_Image-backed grounding data_
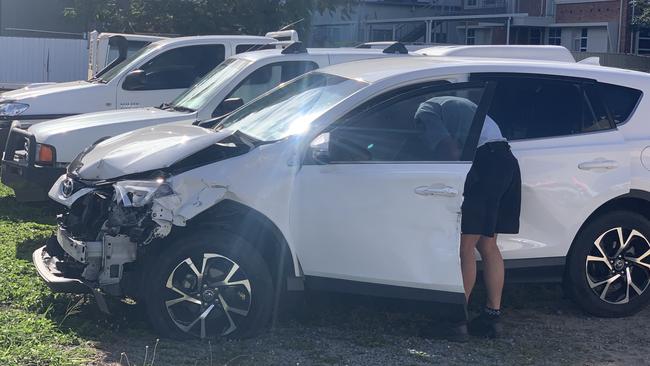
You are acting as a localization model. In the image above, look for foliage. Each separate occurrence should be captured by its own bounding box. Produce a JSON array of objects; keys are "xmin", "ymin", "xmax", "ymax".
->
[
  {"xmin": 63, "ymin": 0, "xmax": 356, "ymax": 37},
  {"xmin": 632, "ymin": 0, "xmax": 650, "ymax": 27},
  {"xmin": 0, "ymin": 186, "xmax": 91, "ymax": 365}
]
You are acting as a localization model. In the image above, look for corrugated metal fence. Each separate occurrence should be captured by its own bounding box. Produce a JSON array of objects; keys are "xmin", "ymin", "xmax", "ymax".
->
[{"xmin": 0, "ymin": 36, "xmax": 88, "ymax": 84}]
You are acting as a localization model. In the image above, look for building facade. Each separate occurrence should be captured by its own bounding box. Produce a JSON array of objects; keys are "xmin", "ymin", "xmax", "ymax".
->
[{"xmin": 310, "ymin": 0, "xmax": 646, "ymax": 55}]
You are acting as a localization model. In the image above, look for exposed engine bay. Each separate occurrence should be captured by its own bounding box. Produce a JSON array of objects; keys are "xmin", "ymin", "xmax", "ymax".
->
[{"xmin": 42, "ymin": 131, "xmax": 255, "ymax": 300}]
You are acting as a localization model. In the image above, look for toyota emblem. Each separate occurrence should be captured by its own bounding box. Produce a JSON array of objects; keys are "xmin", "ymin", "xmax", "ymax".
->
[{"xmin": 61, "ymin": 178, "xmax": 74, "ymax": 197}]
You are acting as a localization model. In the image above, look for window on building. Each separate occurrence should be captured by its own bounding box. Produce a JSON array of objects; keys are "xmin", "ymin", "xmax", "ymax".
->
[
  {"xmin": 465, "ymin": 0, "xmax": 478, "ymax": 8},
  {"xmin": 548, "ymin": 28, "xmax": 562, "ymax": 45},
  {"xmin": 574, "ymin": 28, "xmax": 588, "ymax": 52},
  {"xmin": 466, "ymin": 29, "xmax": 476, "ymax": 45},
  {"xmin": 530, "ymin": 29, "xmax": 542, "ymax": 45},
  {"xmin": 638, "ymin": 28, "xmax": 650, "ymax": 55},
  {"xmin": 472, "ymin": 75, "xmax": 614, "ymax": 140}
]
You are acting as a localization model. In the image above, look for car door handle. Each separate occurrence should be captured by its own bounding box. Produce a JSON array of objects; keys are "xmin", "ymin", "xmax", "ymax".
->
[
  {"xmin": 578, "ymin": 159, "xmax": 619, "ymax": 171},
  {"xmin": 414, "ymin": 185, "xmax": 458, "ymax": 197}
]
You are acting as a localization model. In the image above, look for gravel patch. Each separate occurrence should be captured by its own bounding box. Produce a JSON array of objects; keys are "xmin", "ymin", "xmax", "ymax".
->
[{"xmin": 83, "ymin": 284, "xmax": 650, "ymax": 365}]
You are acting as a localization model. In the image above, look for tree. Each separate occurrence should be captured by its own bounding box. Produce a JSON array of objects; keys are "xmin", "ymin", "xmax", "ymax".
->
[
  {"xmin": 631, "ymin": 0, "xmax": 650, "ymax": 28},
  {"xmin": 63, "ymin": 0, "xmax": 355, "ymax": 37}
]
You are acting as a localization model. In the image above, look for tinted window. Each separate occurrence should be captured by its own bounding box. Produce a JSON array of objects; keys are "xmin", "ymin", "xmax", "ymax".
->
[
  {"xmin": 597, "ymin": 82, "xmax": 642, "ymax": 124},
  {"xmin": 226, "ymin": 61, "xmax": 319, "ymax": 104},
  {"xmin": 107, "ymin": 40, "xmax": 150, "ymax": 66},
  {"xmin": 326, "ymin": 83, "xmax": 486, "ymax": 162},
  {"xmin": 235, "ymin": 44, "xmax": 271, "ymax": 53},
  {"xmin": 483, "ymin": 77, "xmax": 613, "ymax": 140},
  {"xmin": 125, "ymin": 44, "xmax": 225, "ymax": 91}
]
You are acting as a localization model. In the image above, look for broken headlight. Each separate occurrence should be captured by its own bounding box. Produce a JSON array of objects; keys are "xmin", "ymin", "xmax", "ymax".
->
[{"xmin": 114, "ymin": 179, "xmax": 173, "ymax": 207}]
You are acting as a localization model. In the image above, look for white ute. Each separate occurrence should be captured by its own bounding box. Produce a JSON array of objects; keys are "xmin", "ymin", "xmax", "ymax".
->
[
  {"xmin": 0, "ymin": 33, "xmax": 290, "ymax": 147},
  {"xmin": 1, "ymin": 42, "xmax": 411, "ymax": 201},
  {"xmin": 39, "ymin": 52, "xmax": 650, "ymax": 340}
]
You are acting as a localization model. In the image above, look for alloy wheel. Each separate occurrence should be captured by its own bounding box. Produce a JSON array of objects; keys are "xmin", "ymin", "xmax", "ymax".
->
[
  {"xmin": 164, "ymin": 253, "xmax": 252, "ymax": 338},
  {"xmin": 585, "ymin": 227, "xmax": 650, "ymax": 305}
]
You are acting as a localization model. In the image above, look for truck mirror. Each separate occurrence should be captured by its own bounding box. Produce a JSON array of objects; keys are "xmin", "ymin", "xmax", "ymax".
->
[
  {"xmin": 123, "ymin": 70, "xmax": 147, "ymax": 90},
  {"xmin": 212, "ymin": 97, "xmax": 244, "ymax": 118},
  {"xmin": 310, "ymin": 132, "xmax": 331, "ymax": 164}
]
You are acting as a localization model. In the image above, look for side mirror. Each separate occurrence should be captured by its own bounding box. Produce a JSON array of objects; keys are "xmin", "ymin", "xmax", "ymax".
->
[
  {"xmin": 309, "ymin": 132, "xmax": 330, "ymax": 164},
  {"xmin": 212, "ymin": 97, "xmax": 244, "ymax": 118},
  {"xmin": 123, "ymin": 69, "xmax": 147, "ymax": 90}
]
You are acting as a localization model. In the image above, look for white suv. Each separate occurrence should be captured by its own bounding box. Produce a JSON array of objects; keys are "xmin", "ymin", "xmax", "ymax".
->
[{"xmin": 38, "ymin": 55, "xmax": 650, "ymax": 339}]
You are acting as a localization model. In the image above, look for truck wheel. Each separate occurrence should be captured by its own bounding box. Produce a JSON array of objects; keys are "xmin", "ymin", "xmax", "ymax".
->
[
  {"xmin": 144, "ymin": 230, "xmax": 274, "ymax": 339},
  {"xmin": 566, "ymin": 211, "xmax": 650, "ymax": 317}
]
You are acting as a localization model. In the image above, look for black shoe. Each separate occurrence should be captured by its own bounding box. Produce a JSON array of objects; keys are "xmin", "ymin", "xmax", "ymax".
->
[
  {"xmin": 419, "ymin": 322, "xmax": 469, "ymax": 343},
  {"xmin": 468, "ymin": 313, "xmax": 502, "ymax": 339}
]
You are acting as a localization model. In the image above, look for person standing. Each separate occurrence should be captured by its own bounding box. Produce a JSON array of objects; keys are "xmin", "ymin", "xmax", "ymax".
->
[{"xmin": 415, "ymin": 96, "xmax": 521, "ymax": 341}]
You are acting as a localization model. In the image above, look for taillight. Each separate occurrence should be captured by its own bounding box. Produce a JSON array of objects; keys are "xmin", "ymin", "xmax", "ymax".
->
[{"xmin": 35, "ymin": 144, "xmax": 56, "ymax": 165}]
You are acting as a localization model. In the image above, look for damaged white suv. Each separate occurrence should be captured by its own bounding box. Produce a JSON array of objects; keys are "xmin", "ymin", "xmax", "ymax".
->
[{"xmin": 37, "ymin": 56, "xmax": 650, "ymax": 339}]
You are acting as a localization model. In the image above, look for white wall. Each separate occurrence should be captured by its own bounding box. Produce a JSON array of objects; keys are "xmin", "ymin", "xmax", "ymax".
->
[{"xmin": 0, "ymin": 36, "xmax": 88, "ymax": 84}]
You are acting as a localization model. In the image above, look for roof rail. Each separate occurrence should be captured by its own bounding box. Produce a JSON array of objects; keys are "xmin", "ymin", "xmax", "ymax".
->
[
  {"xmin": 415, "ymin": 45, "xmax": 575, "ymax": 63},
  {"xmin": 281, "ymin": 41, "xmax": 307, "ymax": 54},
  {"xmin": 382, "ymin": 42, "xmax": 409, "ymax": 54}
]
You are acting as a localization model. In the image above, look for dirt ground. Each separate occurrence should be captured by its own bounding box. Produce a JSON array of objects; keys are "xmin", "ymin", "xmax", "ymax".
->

_About this exercise_
From the records above, give again exactly the lines running from the line with "look for broken" to the line with "for white ute.", inclusive.

_Written answer_
You are acting as a localization model. In the image above, look for broken headlight. Each separate occurrence should be captured by its own bounding box. Produce a JSON array of objects; keys are "xmin", "ymin", "xmax", "ymax".
->
[{"xmin": 114, "ymin": 179, "xmax": 173, "ymax": 207}]
You are acting as a localization model. In the image above, look for white ute. Each separate occurrence should be captured by its own bounding box. Produce a JSON array of objects; keys are "xmin", "ymin", "xmax", "ymax".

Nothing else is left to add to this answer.